__RECORD EXTRACTS__
BEGIN
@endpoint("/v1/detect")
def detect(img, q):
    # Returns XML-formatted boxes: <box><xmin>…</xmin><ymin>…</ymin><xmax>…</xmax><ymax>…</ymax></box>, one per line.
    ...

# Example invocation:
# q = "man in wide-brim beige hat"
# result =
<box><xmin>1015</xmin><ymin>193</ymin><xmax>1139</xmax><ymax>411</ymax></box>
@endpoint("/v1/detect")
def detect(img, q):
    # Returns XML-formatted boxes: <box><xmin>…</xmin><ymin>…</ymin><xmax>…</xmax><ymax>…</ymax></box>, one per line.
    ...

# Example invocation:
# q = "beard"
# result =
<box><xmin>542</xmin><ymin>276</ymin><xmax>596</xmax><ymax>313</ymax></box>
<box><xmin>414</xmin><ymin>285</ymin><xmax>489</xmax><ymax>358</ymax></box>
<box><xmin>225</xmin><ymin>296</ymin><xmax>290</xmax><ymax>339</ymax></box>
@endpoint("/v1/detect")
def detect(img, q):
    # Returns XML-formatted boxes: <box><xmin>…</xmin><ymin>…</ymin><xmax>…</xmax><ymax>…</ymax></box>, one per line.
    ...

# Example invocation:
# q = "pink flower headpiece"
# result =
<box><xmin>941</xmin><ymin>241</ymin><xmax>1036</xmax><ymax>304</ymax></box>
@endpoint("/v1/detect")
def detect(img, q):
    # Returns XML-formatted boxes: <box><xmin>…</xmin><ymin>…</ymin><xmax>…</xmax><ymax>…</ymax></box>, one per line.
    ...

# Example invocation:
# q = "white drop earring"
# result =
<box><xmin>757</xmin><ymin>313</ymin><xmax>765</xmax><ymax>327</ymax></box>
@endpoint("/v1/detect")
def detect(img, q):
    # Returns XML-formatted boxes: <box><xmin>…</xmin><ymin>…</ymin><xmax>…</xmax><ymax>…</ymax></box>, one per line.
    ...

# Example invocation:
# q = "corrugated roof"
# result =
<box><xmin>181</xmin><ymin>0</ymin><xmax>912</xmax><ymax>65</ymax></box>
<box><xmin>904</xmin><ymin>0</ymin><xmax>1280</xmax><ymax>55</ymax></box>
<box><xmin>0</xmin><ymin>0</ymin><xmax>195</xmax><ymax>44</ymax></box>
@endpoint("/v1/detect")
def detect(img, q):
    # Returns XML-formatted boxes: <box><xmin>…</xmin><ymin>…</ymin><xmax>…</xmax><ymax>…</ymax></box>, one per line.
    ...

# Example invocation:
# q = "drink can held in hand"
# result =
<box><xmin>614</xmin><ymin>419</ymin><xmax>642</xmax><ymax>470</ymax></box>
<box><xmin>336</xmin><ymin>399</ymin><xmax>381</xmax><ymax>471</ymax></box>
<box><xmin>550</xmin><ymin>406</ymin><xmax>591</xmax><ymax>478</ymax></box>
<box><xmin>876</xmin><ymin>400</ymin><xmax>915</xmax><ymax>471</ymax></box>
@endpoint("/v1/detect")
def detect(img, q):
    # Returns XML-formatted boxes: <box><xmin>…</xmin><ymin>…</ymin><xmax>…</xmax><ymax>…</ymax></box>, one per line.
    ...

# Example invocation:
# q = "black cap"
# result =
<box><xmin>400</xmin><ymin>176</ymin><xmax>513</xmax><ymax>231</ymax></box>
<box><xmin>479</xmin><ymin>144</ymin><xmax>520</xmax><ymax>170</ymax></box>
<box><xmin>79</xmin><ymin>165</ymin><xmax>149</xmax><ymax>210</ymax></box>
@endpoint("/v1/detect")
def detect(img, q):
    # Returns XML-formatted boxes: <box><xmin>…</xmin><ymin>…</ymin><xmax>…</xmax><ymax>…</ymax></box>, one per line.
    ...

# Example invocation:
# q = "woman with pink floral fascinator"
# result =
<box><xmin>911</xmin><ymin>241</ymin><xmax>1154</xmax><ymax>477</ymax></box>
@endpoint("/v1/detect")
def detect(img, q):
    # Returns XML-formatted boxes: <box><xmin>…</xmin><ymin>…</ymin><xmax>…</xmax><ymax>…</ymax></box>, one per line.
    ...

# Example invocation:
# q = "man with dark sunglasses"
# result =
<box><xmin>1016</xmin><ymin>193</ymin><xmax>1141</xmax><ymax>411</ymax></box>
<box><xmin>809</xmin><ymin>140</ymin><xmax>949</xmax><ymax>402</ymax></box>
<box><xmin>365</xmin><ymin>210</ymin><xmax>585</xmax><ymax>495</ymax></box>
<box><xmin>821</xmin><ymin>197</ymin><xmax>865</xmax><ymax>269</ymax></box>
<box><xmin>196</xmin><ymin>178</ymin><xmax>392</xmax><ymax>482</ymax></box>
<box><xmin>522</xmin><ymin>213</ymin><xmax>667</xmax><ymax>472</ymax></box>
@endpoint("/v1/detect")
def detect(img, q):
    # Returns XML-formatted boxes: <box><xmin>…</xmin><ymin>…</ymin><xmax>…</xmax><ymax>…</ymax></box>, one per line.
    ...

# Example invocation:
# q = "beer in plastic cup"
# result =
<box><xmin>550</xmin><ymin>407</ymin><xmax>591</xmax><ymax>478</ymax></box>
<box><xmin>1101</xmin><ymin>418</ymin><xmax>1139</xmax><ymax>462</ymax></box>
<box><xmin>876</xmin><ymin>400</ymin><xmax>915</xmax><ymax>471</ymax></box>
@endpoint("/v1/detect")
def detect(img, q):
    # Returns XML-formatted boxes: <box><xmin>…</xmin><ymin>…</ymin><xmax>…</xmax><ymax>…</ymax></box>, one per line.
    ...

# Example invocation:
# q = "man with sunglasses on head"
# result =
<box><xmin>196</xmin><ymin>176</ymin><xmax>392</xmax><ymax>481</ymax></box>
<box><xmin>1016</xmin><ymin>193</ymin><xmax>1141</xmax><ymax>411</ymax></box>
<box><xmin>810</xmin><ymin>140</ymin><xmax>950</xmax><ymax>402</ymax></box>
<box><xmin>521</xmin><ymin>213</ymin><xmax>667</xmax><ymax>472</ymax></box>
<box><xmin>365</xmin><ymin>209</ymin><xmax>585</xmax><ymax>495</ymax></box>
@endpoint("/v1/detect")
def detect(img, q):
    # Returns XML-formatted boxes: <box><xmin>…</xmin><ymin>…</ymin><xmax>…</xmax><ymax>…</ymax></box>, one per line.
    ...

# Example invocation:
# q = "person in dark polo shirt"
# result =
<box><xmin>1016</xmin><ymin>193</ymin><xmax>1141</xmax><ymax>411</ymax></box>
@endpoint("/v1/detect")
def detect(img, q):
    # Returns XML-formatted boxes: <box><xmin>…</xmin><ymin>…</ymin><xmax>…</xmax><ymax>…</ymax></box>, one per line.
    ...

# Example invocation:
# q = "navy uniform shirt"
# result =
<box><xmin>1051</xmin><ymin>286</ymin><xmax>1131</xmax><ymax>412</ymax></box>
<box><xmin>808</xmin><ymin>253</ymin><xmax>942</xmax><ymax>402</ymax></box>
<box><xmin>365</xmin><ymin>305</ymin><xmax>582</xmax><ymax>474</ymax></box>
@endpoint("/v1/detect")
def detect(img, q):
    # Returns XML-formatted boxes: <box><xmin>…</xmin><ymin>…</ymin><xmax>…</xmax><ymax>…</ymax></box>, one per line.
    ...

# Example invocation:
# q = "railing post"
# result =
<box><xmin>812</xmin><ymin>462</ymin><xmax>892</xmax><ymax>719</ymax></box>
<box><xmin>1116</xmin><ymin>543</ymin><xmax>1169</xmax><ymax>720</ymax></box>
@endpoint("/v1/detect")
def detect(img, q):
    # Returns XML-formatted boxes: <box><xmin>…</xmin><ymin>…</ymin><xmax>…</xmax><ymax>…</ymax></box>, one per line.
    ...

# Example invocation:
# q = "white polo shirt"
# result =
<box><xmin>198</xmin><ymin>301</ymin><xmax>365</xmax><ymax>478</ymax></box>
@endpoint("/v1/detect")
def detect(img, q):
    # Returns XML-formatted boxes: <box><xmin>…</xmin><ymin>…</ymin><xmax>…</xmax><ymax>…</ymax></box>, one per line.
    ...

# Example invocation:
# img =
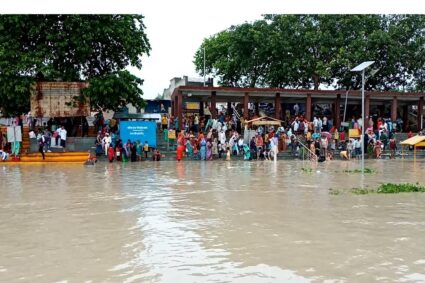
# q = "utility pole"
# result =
<box><xmin>203</xmin><ymin>47</ymin><xmax>206</xmax><ymax>87</ymax></box>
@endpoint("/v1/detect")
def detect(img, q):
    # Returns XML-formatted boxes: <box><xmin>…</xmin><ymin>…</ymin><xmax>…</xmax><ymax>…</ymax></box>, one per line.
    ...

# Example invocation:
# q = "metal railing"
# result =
<box><xmin>232</xmin><ymin>105</ymin><xmax>241</xmax><ymax>120</ymax></box>
<box><xmin>295</xmin><ymin>136</ymin><xmax>318</xmax><ymax>163</ymax></box>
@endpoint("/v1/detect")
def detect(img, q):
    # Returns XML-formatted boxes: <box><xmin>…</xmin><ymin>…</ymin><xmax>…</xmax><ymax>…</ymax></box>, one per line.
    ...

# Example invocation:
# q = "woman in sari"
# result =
<box><xmin>185</xmin><ymin>139</ymin><xmax>193</xmax><ymax>158</ymax></box>
<box><xmin>176</xmin><ymin>132</ymin><xmax>185</xmax><ymax>161</ymax></box>
<box><xmin>206</xmin><ymin>139</ymin><xmax>212</xmax><ymax>160</ymax></box>
<box><xmin>212</xmin><ymin>138</ymin><xmax>218</xmax><ymax>159</ymax></box>
<box><xmin>200</xmin><ymin>138</ymin><xmax>207</xmax><ymax>160</ymax></box>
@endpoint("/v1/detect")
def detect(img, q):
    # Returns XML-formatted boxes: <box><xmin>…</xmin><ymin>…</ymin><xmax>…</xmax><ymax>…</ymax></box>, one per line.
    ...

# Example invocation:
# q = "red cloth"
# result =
END
__PROBLEM REQUIREMENTS__
Among the lines above, find each one containing the string "with" and copy it.

__SOLUTION TO THIS TASK__
# q = "woman with pink floral fascinator"
# q = "man with dark sunglasses"
# q = "man with sunglasses on head"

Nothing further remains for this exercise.